[WHAT THE TASK REQUIRES] Each entry that follows should be written again verbatim.

[DATA]
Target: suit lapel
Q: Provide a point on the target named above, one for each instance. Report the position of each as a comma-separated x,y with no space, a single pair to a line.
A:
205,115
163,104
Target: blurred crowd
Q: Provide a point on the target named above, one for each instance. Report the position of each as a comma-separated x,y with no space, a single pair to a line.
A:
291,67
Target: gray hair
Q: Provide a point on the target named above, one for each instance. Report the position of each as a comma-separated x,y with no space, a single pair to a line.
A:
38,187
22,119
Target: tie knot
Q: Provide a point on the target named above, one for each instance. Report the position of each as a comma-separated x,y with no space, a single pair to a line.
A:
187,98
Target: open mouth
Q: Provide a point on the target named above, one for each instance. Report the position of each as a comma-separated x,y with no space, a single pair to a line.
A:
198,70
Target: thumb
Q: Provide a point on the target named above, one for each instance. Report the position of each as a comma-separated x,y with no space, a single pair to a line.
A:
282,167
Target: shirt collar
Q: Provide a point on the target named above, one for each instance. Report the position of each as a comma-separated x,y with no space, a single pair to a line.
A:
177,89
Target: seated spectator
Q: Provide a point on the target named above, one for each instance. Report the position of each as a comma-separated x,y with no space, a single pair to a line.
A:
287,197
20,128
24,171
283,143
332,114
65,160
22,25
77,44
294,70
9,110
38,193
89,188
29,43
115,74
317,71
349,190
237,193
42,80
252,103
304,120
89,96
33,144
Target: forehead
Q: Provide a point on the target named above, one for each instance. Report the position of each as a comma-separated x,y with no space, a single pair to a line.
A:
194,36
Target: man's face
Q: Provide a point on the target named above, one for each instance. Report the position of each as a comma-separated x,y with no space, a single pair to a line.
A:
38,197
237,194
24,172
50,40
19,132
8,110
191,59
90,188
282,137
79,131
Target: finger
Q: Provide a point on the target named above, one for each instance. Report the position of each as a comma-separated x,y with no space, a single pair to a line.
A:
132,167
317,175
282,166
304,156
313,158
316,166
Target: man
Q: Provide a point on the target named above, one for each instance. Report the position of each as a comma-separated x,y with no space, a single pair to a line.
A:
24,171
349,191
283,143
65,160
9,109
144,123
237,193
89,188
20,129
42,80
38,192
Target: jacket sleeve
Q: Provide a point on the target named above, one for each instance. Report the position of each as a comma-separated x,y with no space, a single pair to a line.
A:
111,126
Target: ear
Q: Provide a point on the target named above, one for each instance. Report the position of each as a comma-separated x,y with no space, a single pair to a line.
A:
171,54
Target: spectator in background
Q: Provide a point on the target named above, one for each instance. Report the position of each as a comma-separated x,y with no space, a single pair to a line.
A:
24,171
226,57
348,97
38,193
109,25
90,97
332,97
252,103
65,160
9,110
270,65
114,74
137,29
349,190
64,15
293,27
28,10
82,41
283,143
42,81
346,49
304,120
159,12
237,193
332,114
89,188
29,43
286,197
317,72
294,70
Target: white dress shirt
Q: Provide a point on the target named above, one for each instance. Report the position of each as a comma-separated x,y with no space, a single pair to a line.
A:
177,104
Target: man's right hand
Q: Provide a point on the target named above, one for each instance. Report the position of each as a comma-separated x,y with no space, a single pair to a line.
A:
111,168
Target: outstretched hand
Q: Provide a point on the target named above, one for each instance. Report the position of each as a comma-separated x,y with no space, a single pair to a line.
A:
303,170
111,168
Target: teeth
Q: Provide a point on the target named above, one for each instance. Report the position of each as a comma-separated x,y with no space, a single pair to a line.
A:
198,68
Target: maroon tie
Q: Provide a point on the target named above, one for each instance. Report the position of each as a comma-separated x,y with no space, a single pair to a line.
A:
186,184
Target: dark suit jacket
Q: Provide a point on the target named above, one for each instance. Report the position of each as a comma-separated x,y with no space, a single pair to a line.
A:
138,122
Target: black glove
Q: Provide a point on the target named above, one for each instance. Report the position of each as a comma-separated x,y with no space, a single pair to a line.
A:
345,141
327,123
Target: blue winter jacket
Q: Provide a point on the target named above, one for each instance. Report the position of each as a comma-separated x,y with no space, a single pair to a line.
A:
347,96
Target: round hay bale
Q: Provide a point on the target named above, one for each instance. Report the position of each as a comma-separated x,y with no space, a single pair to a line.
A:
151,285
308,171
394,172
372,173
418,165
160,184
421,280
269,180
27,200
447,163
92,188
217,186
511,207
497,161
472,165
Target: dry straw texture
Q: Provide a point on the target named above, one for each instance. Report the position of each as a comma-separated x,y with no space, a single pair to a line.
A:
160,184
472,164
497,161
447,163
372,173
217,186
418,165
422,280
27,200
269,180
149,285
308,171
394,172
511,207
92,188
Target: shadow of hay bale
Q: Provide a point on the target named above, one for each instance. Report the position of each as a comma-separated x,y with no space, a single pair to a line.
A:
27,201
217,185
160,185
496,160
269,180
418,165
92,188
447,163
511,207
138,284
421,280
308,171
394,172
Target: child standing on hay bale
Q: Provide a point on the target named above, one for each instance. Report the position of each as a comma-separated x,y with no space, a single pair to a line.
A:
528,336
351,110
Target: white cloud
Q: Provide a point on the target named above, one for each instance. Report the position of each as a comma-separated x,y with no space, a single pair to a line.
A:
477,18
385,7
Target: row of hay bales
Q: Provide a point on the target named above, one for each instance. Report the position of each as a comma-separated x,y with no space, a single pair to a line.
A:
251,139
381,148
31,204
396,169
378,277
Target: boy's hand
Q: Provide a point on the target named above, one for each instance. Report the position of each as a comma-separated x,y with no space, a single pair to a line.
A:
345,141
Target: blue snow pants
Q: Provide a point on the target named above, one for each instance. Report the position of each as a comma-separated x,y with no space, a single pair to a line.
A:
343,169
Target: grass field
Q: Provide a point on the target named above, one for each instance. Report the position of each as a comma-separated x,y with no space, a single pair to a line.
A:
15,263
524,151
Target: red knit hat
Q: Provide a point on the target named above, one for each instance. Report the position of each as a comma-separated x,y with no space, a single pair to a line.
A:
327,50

[EXERCISE SOLUTION]
Target: suit lapel
Q: Provide a point on the target named above, one for each instance. Report the position of each as a comma-separated x,y with no space, a single pair to a line.
A:
205,115
163,104
Target: blurred crowd
Q: Provide a point on the target named above, one for each instance. Report the position of each as a comma-separated x,y with no space, a single pair to a line.
A:
291,67
Target: gray hair
Q: Provide a point on the target named above, one for each instance. Report the position of each as a comma-separated x,y with no space, a single pair to a line.
A:
38,187
22,119
Target: tie knot
Q: Provide a point on the target named above, one for each instance. Report the position of each as a comma-separated x,y with no space, a single pair to a line.
A:
187,98
Target: open mouth
Q: Provide a point on the target named above, one for each instance. Report the position of each as a comma-separated x,y with no space, a single pair to a line.
A:
198,70
Target: thumb
Q: Provide a point on the target named above, one for each instance. Report the position of each as a comma-separated x,y with no space, a single pair to a line.
A:
282,167
Target: shirt collar
Q: Provide a point on the target named above, one for each instance. Report the position of each as a comma-separated x,y with no space, a single pair to a line.
A:
177,89
Target: seated spectator
Q: Provide a point on the target named above, one for each instance. Report the position of each as a comma-separated x,y with no space, a single pair to a line.
A:
287,197
20,128
24,171
283,143
332,114
65,160
22,25
77,44
294,70
9,110
38,193
89,188
29,43
115,74
317,71
349,190
237,193
42,80
252,103
304,120
89,96
33,144
Target: forehead
Q: Provide a point on the target named above, one for each instance. Report the position of each as a comma-separated x,y with no space, a single pair to a line.
A:
194,36
Target: man's face
Q: Provide a point on the target named above, one for each instance. Report the position of each as a comma-separated x,y with no space, a single pair to a line.
A:
38,197
237,194
24,172
50,40
19,132
8,110
191,59
90,188
282,137
79,131
Target: finger
Q: Provide a point on the target named above, one for each instance. Report the position of each as a comma-separated x,y with no space, a single pair to a line.
A:
132,167
317,175
282,166
304,156
313,158
316,166
Target: man
Q: Provide a point on the target named above, one for each instance. Report the position of each as a comma-separated x,y with no space, a single pair to a line.
A:
24,171
349,191
283,143
65,160
9,109
144,123
237,193
89,188
20,129
42,80
38,192
Target: jacket sleeve
Q: Provide a point on the target named above, one for each instance. Report the position of each as a comma-separated x,y with no space, a single pair to a line.
A:
111,126
Target: ear
Q: Provide a point on the target named above, one for each instance. Report the position of each as a comma-separated x,y with no space, a single pair to a line.
A:
171,54
Target: spectator in background
Q: Provide a point on the target named above, one for each instance. Report the position of each as a comma-separated x,y with no space, a single pair to a line.
A:
24,171
226,57
348,97
38,193
109,25
90,97
332,97
252,103
65,160
9,110
270,65
114,74
137,29
349,190
64,15
293,27
28,10
82,41
283,143
42,81
346,49
304,120
159,12
237,193
332,114
89,188
29,43
286,197
317,72
294,70
Target: white dress shirt
Q: Provide a point on the target named above, one for each instance. Report the position of each as a comma-separated x,y with no space, a single pair to a line.
A:
177,104
Target: man's right hand
Q: Provide a point on the target named above, one for each instance. Report the position of each as a comma-separated x,y with no space, a single pair to a line.
A:
111,168
Target: outstretched hand
Q: Provide a point on the target named above, one for each instance. Report the position of each as a comma-separated x,y with no space, a single pair to a line.
A:
303,170
111,168
Target: teeth
Q: Provide a point on the target named above, one for each instance. Report the position of each as a comma-separated x,y with no space, a single pair to a line.
A:
198,68
Target: maroon tie
Q: Provide a point on the target named above, one for each instance. Report the position of each as a comma-separated x,y with no space, a single pair to a line.
A:
186,184
Target: dark suit jacket
Q: Provide a point on the target named above, one for each instance. Report the position of each as a comma-separated x,y with no space, a single pair to a line.
A:
138,122
Target: black glove
Q: Provide a point on the target named above, one for each instance. Report the position of each as a comma-separated x,y with no space, a single pair to a line.
A:
345,141
327,123
Target: blue winter jacket
Q: Provide a point on the target named above, one for each instance. Report the position of each as a comma-separated x,y with no space, a single pair to a line.
A:
347,96
Target: round hay bale
Q: Provide a point on the target named above, one for each instance. Report the position of each as a comma-separated x,y with no space, a single pair to a line.
A:
151,285
308,171
394,172
372,173
418,165
160,184
421,280
269,180
27,200
447,163
92,188
217,186
511,207
497,161
472,165
Target: dry straw texture
Q: Provide a point on the target named above, one for each instance. Report the position of each as a comma-separated x,y with no space, a single pair to a line.
A:
160,184
472,164
497,161
447,163
372,173
217,186
418,165
422,280
27,200
269,180
149,285
308,171
394,172
511,207
92,188
Target: shadow of hay bale
Q: Provide a point on the target named above, one for each instance. Report the position of each as a comma-separated x,y with no space, a single pair to a line.
A:
27,201
217,185
160,185
496,160
269,180
418,165
92,188
447,163
511,207
138,284
421,280
308,171
394,172
Target: child standing on hay bale
Q: Provide a point on the target named above, one for each instance. Report the position of each as a comma-separated x,y with no space, a single pair to a line.
A:
528,336
351,110
Target: white cloud
Q: Provide a point on the target named above, one for each instance. Report the position of each as a comma-separated x,y with no space, a single pair to a line.
A:
477,18
385,7
Target: row of hay bales
Q: Provide a point on the target named above, one for each instance. Report the position of each as a comma-separated x,y with no space, a single pair to a line.
A:
251,139
381,148
31,204
396,169
378,277
Target: boy's hand
Q: Provide a point on the target named above, one for each instance. Report the position of each as a comma-separated x,y with no space, a single pair to a line.
A:
345,141
Target: blue snow pants
Q: Provide a point on the target named above, one for each instance. Report the position of each as a comma-separated x,y with no space, a single pair to a line.
A:
343,169
Target: grass field
Q: Provide a point on the target named above, one for each instance. Report the position of each as a comma-separated x,y with no space, a single pair to a line.
A:
15,263
524,151
Target: red knit hat
Q: Provide a point on the target named above, one for each instance. Report the position of each as a comma-separated x,y with no space, a single pair to a line.
A:
327,50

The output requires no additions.